### Exercise data
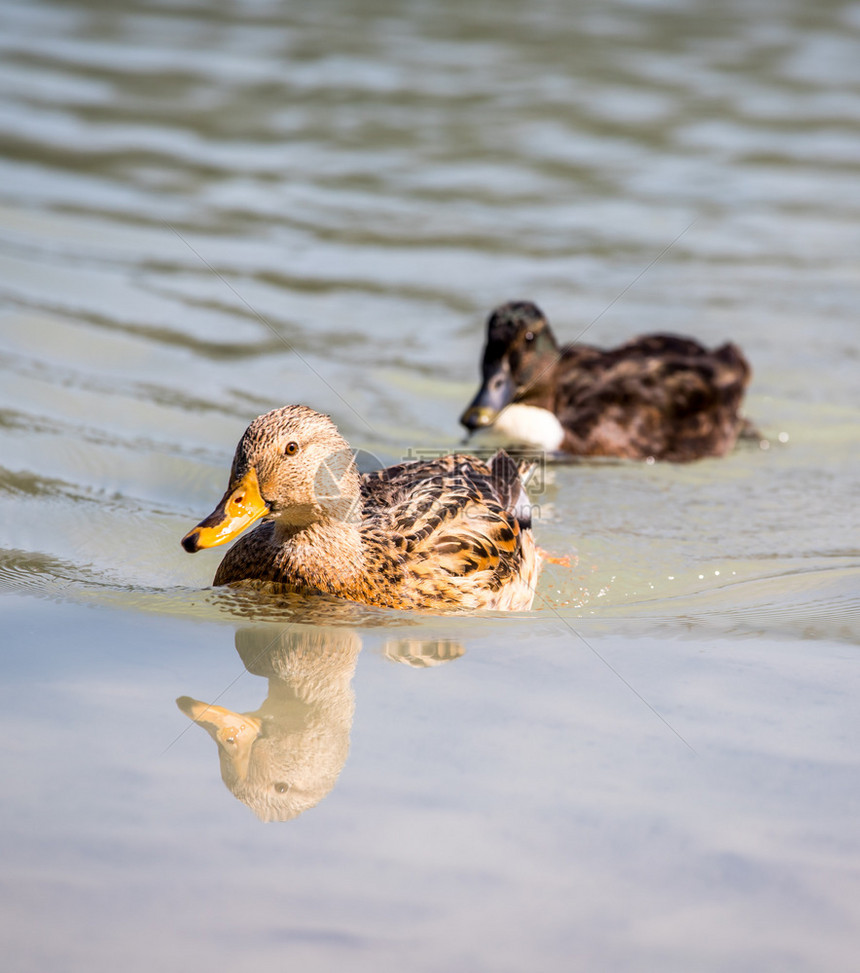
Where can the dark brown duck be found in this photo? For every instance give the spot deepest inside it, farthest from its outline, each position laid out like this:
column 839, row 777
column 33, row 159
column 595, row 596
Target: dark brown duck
column 658, row 395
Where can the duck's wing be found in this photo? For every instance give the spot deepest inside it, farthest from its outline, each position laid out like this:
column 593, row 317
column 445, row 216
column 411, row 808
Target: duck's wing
column 457, row 532
column 658, row 395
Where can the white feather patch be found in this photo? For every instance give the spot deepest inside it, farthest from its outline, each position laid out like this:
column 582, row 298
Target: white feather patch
column 526, row 425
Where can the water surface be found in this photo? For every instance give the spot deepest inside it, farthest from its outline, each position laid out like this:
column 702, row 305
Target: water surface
column 209, row 210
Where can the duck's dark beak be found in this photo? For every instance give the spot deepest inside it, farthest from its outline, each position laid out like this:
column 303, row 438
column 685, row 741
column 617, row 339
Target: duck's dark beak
column 496, row 392
column 240, row 506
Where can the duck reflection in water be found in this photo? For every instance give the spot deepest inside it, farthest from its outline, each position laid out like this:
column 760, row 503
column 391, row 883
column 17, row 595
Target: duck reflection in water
column 286, row 756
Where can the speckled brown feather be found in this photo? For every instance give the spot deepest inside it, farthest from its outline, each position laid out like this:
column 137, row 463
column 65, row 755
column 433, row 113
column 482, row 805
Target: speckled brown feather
column 448, row 534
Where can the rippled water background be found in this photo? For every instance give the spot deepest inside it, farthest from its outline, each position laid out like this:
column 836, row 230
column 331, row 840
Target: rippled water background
column 211, row 209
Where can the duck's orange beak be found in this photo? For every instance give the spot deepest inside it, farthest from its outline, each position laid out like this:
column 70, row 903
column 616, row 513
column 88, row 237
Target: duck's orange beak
column 240, row 506
column 234, row 733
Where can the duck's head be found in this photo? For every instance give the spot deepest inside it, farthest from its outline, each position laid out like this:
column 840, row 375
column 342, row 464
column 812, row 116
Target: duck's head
column 519, row 364
column 291, row 466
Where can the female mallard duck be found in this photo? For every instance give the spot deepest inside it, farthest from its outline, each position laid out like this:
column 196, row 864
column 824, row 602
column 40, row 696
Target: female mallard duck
column 657, row 396
column 452, row 533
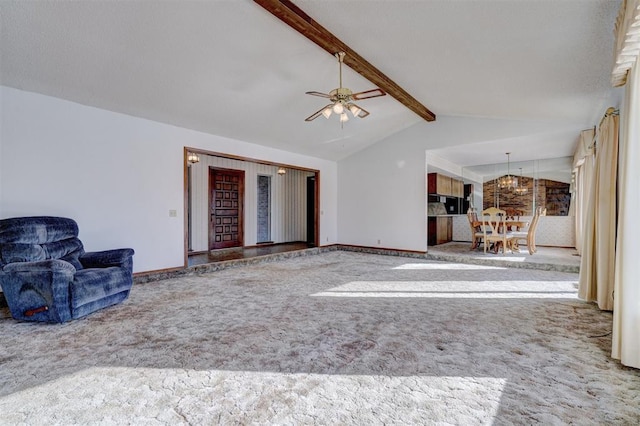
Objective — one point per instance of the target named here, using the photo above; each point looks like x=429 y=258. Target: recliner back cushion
x=31 y=239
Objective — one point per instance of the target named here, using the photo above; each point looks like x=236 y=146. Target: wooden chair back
x=494 y=227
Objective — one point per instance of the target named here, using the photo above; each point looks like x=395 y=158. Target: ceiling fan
x=342 y=99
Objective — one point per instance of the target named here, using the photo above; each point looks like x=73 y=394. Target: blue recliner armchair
x=46 y=275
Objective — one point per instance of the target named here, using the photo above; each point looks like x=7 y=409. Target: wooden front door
x=226 y=195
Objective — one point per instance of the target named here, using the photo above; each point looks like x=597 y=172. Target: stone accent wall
x=555 y=196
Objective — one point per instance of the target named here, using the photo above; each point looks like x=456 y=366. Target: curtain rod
x=610 y=111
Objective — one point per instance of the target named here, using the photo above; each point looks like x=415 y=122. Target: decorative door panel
x=226 y=196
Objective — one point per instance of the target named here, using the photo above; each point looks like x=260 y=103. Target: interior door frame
x=211 y=191
x=187 y=150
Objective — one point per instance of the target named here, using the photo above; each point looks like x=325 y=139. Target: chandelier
x=521 y=189
x=508 y=182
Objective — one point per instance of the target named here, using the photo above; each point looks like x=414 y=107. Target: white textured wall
x=117 y=175
x=288 y=201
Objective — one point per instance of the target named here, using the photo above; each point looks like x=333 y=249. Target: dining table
x=510 y=224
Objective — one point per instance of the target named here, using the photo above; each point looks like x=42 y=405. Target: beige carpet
x=336 y=338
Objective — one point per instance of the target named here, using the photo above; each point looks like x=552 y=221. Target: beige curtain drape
x=626 y=312
x=598 y=244
x=583 y=160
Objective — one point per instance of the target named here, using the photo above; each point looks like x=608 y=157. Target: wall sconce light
x=193 y=158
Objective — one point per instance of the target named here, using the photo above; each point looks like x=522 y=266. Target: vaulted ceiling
x=232 y=69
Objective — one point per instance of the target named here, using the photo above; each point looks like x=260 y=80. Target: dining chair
x=530 y=234
x=477 y=234
x=494 y=228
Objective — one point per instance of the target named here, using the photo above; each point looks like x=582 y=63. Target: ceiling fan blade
x=363 y=112
x=318 y=113
x=373 y=93
x=322 y=95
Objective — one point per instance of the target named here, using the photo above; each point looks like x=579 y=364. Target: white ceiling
x=230 y=68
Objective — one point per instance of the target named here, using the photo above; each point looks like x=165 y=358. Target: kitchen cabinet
x=440 y=230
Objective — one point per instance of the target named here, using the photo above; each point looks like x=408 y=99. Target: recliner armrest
x=40 y=266
x=104 y=259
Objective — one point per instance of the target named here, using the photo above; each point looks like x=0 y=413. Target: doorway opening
x=237 y=207
x=264 y=209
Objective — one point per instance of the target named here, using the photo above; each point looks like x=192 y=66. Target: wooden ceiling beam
x=297 y=19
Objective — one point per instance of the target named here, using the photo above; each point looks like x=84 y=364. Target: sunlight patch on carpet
x=120 y=395
x=456 y=289
x=445 y=266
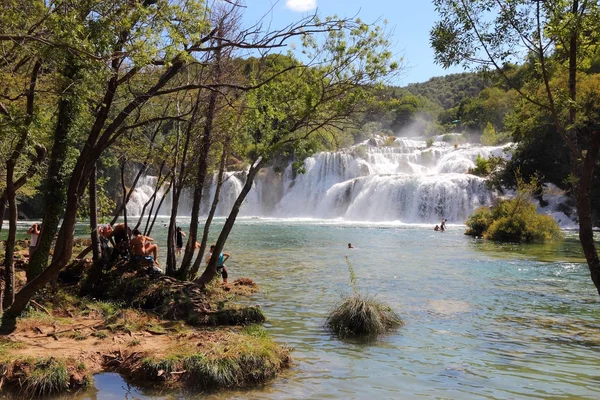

### Goal of the exercise
Can you copy out all of the records above word for word, with the pictures left out?

### Completed task
Where can the dark brown duck be found in this photo? For every instance give the spot deepest inside it, farthest from its outline, each position laid out like this:
column 839, row 777
column 33, row 159
column 595, row 596
Target: dark brown duck
column 658, row 395
Where can the duck's wing be found in this photo? For every instance give the spot deepest inside it, farthest from its outline, each position laid out like this:
column 593, row 317
column 445, row 216
column 411, row 808
Target: duck's wing
column 457, row 532
column 658, row 395
Where can the white feather patch be found in this photo? For every instance give the spot deepest inside it, farthest from its outline, each position laid out like this:
column 582, row 298
Target: white feather patch
column 526, row 425
Where can the water surface be found in this photo? For every instance give the spot deepest inside it, farthest from its outline, each position laid out like this:
column 702, row 305
Target: water surface
column 209, row 210
Where can the duck's dark beak be found in this photo? For every instance give the spot deepest inside it, farthest from its outline, each position laid out like this:
column 303, row 438
column 685, row 741
column 617, row 339
Target: duck's dark beak
column 496, row 392
column 240, row 506
Where can the duck reflection in water be found in this photo? For every instance give the spot deepest inside it, farthest from its outline, each position laid out like this:
column 760, row 503
column 391, row 883
column 17, row 595
Target: duck reflection in water
column 286, row 756
Where can the speckled brown feather be found in this photo? For every instance give the spot deepest inside it, farthest from its outline, each position laid out like this:
column 137, row 463
column 65, row 755
column 433, row 113
column 482, row 805
Target: speckled brown feather
column 448, row 534
Where can the rippled water background be found in this photo? For every instance give the spot deepest inside it, farthest from its outline, each position laid out like this:
column 836, row 230
column 331, row 840
Target: rippled water background
column 211, row 209
Where can the duck's orange beak be found in this photo? For every instance give the spot deepest inside it, farthest from its outline, each position laid out like this:
column 70, row 903
column 616, row 513
column 88, row 237
Target: duck's orange beak
column 240, row 506
column 234, row 733
Where can the duck's head be found in this photo? For every instance give the spot deepest inside it, farthest from its outline, each position laid out like this:
column 840, row 375
column 342, row 464
column 812, row 116
Target: duck's head
column 519, row 364
column 291, row 466
Where can the female mallard duck be found in this photo? For every instance give the spot deepest inside it, farthest from its outline, each position laid out like this:
column 196, row 864
column 824, row 602
column 40, row 696
Target: female mallard duck
column 657, row 396
column 452, row 533
Objective — one point per instance of the target named here, using the photo above; each point looks like x=429 y=258. Target: recliner back cushion
x=31 y=239
Objective — one point per instance of the target named here, using the photo above; each point looks like x=236 y=146. Target: wooden chair back
x=494 y=227
Objective — one point per instance of the target named here, using the photo above; each point looks like x=395 y=158. Target: ceiling fan
x=342 y=99
Objective — one point per instance of the target named here, using the photo above; each point looks like x=73 y=394. Target: blue recliner armchair
x=46 y=275
Objective — one point per instance of the target named here, using the photo above; each point looks like x=7 y=409. Target: wooden front door
x=226 y=195
Objective — one point per instance of the target named here, using the photo above; each point looks like x=597 y=172. Target: stone accent wall
x=555 y=196
Objective — one point per instance of the target named here, using the photo above; each point looks like x=456 y=366. Target: curtain rod
x=610 y=111
Objective — one point per instance of the target named here, using the photo above; each point looks like x=415 y=122. Target: decorative door panel
x=226 y=196
Objective — one point per instance of the target named here, using the photo above; each point looks like x=260 y=103. Target: interior door frame
x=211 y=191
x=187 y=150
Objective — one point per instance of the target named here, using the photo above; each point looks like x=325 y=139. Target: chandelier
x=521 y=189
x=508 y=182
Objective — one point per instance of the target named here, using the photo above; each point looks like x=414 y=107. Target: white textured wall
x=117 y=175
x=288 y=201
Objective — one point per instance of the target named here, using the photo above; each point looks like x=333 y=249. Target: dining table
x=510 y=224
Objective — one point per instance of the target named here, using the photo above; each point looks like x=42 y=405. Target: beige carpet
x=336 y=338
Objective — one point per instance of the target named here, using the photo above; each point looks like x=552 y=221. Target: beige curtain drape
x=626 y=312
x=598 y=244
x=583 y=160
Objective — one point per instance of the target named here, using the photo above; each point looks like x=608 y=157. Target: wall sconce light
x=193 y=158
Objective — one point per instance of the target named here, using the photo above; each point looks like x=522 y=266. Target: vaulted ceiling
x=232 y=69
Objective — one point per instance of the target named here, using the photo above; each point looks like x=260 y=80. Target: dining chair
x=530 y=234
x=477 y=234
x=494 y=228
Objective — one point per instance of the target named here, using the photo above; each point looks like x=582 y=63. Target: ceiling fan blade
x=363 y=112
x=318 y=113
x=373 y=93
x=322 y=95
Objective — one point per instance of the target named here, using the photo above; each point looks like x=579 y=364. Target: white ceiling
x=230 y=68
Objective — one point per instance of the target named here, using the photo above; each point looks like x=165 y=358. Target: kitchen cabinet
x=440 y=230
Objective — one point per instance of the target named here, using the photo above; each point looks like x=408 y=99. Target: recliner armrest
x=40 y=266
x=104 y=259
Objective — one point per instance of the target named here, using the photo above; each point looks like x=0 y=413. Target: doorway opening
x=237 y=207
x=264 y=209
Objective — one point per instance of the target named here, using the photo above; each point looks like x=192 y=66. Target: wooden ceiling beam
x=297 y=19
Objective — one point per instance of the target named here, using the photo above; each point looks like x=84 y=364. Target: sunlight patch on carpet
x=120 y=395
x=456 y=289
x=445 y=266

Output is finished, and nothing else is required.